• **Textauszug**
━━━━
Wäre dieser Film nicht eine Liebeserklärung, er wäre kaum zu
ertragen: eine glücklose Winterreise durch Deutschland, die immer wieder
in die Bezugslosigkeit zurückführt.
Regisseur
Oskar Roehler wechselt nach den Berliner Szenefilmen Silvester
Countdown
und Gierig
die Gangart (obwohl beide Titel auf verquere Weise auch zu diesem verhaltenen
Film passen würden - ein letzter Countdown, unterbrochen von Lebensgier):
Die
Unberührbare
erzählt in schön kadrierten Schwarzweissbildern von einer Welt die
hässlich geworden ist, und anstelle einer Handlung im eigentlichen Sinn
eine Serie kompakter, in sich geschlossener Variationen zum Thema der Fremdheit
(die Inhaltsangabe ist in ihrer Klarheit eigentlich irreführend). Hanna
Flanders, die Hauptfigur, ist nach Roehlers Mutter modelliert - Gisela Elsner
hatte 1964 mit dem satirischen Roman "Die Riesenzwerge" den Durchbruch
in der deutschen Literaturszene geschafft. Doch die Vorläuferin der Studentenbewegung
sah sich bald von der Zeit überholt - in den 70ern verhallten ihre schonungslosen
Analysen der BRD ungehört, in den 80ern verschwand sie endgültig in
der Versenkung. Zurückgezogen und in finanzieller Not verkroch sie sich
in ihrem Schwabinger Apartment, verzweifelte nach dem Ende der DDR endgültig
und stürzte sich - von Alkohol und Drogen zerüttet - aus dem Krankenhausfenster
in den Tod.
━━━━
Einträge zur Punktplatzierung
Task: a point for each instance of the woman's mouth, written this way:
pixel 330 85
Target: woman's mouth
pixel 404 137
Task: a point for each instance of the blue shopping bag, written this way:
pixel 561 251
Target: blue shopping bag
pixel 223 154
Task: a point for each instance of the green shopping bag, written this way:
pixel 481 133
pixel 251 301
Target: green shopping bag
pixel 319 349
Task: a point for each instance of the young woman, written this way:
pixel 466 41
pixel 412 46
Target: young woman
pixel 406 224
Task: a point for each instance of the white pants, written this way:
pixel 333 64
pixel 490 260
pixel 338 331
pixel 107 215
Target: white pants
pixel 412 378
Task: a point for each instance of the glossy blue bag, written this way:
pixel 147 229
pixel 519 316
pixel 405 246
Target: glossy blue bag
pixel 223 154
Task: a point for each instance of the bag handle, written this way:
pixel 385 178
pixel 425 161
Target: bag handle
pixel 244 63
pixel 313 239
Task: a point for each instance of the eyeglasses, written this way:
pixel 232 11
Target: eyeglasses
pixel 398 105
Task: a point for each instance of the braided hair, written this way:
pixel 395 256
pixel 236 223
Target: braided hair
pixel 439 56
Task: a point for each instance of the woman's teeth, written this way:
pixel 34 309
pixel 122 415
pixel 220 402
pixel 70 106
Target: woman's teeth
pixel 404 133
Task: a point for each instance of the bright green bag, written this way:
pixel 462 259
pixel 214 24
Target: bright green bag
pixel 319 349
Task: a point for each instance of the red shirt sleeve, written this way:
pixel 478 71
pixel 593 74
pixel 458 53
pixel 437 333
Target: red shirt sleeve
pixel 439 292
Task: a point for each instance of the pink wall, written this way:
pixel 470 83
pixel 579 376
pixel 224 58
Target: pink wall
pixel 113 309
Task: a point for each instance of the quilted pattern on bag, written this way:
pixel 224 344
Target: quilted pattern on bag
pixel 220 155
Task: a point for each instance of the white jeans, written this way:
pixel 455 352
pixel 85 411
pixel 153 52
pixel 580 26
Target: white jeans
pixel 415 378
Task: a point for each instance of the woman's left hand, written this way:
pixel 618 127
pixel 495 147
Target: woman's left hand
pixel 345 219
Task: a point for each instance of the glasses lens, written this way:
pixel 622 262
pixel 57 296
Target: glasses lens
━━━━
Bitte prüfe, ob die folgenden Aussagen mit dem Textauszug übereinstimmen, und beantworte jede mit Ja oder Nein samt den entscheidenden Worten aus dem Textauszug als wörtlichem Zitat. 1. Der Film ist in Schwarzweiß gedreht. 2. Gisela Elsner gelang der Durchbruch mit einem Gedichtband. 3. Die Hauptfigur Hanna Flanders ist Roehlers Mutter nachempfunden.

1. Ja: „erzählt in schön kadrierten Schwarzweissbildern“
2. Nein: „hatte 1964 mit dem satirischen Roman "Die Riesenzwerge" den Durchbruch“
3. Ja: „Hanna Flanders, die Hauptfigur, ist nach Roehlers Mutter modelliert“